> _PROVIDED RECORDS_
** BEGIN **

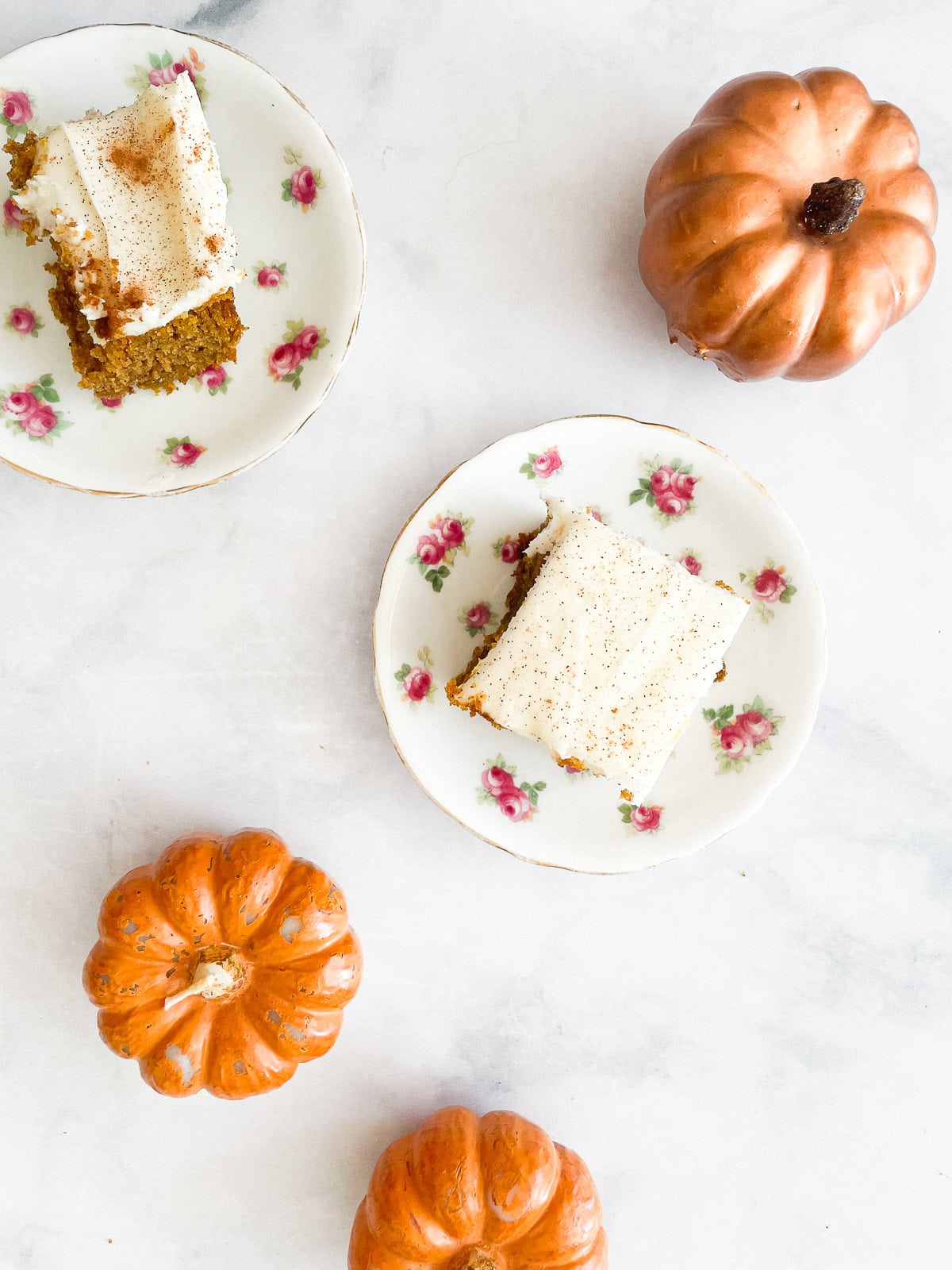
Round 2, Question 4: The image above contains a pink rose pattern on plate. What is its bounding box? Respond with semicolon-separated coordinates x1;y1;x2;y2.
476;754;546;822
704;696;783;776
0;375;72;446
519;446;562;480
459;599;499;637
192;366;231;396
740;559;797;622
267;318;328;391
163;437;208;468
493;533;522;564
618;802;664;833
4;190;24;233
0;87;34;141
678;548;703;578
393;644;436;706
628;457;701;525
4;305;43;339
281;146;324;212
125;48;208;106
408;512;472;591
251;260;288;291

** END **
** BEGIN **

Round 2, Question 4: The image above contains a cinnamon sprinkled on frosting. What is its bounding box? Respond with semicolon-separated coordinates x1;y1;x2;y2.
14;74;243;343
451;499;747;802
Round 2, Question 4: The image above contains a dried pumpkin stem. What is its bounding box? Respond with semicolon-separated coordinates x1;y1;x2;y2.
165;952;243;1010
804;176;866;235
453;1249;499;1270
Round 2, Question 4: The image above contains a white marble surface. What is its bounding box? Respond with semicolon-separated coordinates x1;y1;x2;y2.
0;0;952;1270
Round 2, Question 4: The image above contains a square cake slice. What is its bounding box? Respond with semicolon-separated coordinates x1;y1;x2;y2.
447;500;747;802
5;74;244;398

** END **

Put the lines into a numbered list, leaving out any blank lines, starting at the line that contains "Round 2, Question 4: The image above contains a white" and stopping after the line that contains "5;74;244;398".

> _RESPONSE_
1. Round 2, Question 4: The image above contains a white marble surface. What is its bounding box? Respond with semicolon-separated coordinates x1;y1;x2;y2.
2. 0;0;952;1270
3. Round 2, Question 4: The image above contains a square cake slice. What is its bounding box? Respond with semicolon-separated coordinates x1;y1;x2;y2.
4. 447;500;747;802
5. 5;74;244;398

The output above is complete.